* _Directions_
Turn the records below into a numbered list with one line per item, skipping any blank lines and leaving out the pictures.

* _Information provided_

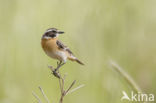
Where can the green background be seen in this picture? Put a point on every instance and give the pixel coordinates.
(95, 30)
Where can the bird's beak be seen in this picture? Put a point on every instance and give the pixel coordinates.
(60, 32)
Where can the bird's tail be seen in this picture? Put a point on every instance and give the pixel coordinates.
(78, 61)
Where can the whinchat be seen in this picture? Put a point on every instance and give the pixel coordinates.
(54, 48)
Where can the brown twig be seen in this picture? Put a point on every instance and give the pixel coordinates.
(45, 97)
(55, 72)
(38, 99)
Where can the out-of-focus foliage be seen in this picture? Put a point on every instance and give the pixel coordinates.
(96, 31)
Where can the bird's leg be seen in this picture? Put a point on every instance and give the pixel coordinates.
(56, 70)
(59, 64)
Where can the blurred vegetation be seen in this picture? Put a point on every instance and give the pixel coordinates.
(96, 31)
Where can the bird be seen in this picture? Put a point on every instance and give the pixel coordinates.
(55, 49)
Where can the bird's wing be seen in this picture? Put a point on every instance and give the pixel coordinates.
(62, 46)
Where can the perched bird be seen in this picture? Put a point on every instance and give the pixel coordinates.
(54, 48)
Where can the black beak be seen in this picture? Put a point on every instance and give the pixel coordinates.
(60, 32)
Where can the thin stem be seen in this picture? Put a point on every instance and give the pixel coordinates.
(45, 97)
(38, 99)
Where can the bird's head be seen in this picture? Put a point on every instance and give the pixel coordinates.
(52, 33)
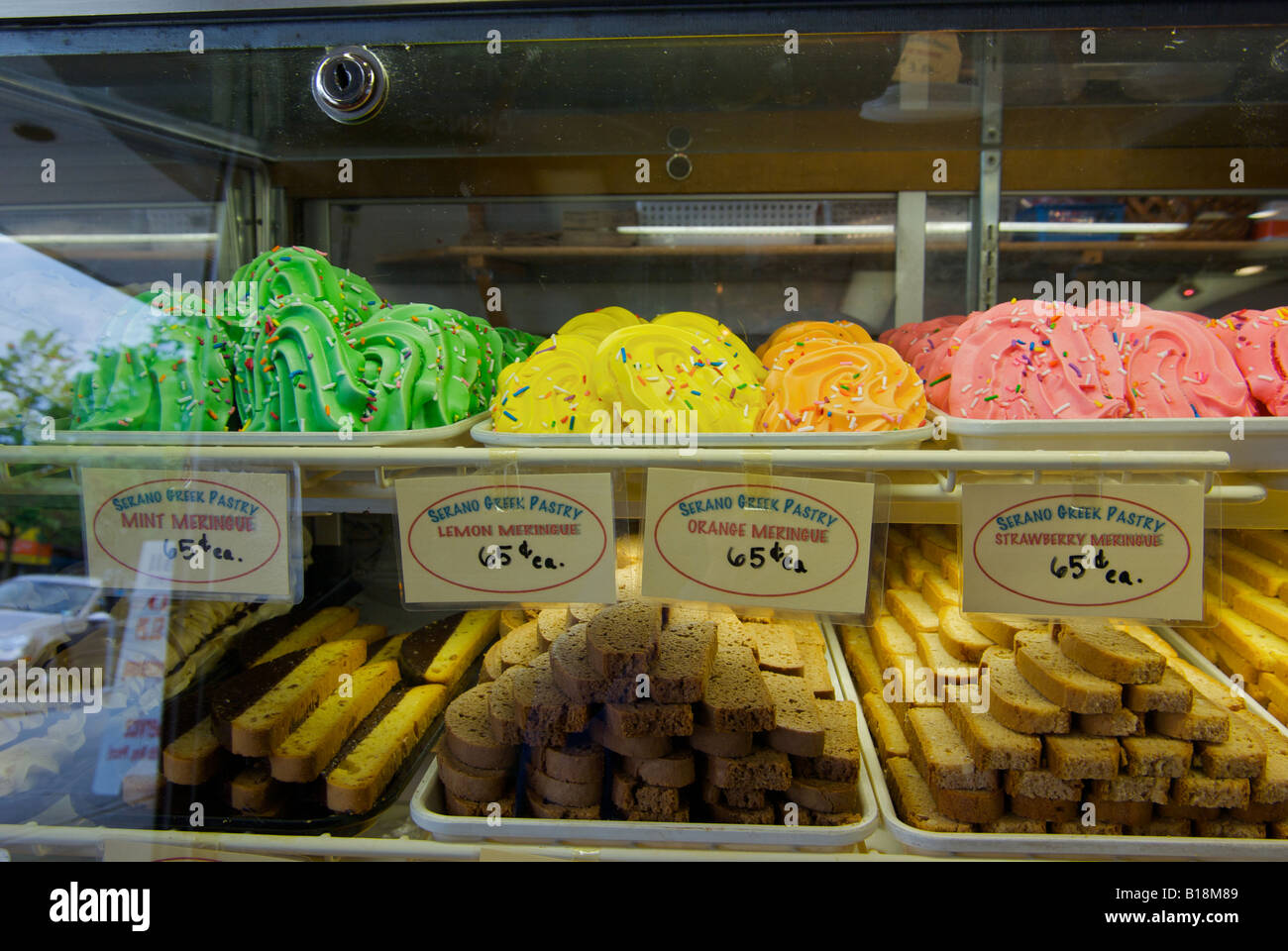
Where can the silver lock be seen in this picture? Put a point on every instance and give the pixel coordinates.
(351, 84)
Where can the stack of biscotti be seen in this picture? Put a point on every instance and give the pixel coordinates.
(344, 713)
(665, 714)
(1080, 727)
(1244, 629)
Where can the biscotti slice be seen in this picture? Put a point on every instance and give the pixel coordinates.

* _Exercise result_
1. Where can the green background be seen in this picture? Put a point on every instance and give the pixel coordinates.
2. (95, 30)
3. Where can the bird's beak be seen in this picture? Put a point on every instance and give the pixel coordinates.
4. (60, 32)
5. Where can the bird's tail be seen in this picture? Put a point on every instance and give the pixel coordinates.
6. (78, 61)
7. Where can the whinchat be seen in this picture? Put a point on every instance and give the pixel coordinates.
8. (54, 48)
9. Where can the brown twig be seen in this picture? Put a point on every instance and give the pixel coordinates.
10. (45, 97)
11. (55, 72)
12. (38, 99)
13. Where can the out-of-focus foliage be seen in this picture? Put a point on every instance and give the pixel coordinates.
14. (96, 31)
15. Where can the bird's leg be seen in this picture? Put a point on every instance and give the pixel coordinates.
16. (56, 70)
17. (59, 64)
18. Where can the blurred vegetation be seen in this picture? Put a point on every instance and give the pixel coordinates.
19. (96, 31)
20. Where can the bird be seen in this picture? Put a point on every instance and give the pixel coordinates.
21. (55, 49)
22. Where can the bird's wing be seen in this picture? Put a point on every instance and give the pixel coordinates.
23. (62, 46)
24. Where can the perched bird be seen in this picture? Put a point on every instance and give the pixel coordinates.
25. (54, 48)
26. Where can the black beak be seen in this picture? Put a point on every instance and give the pixel coordinates.
27. (60, 32)
28. Where can the thin stem be seen in this picture? Put a point on every instance and give the pixel coordinates.
29. (45, 97)
30. (38, 99)
31. Where can the bird's head be seen in this picture? Put a point on every instance and give the pixel coordinates.
32. (52, 33)
33. Where can the silver lock be seen in this picture? Put a point on every instance and give the pixel coordinates.
34. (351, 84)
35. Where can the stack of biscotti be seen in this picture? Put a point on every instance and give the pixel coordinates.
36. (344, 713)
37. (665, 714)
38. (1080, 727)
39. (1244, 629)
40. Where can the biscotti slice be seen in this picture? Put a point on every instance and give the pixel coordinates.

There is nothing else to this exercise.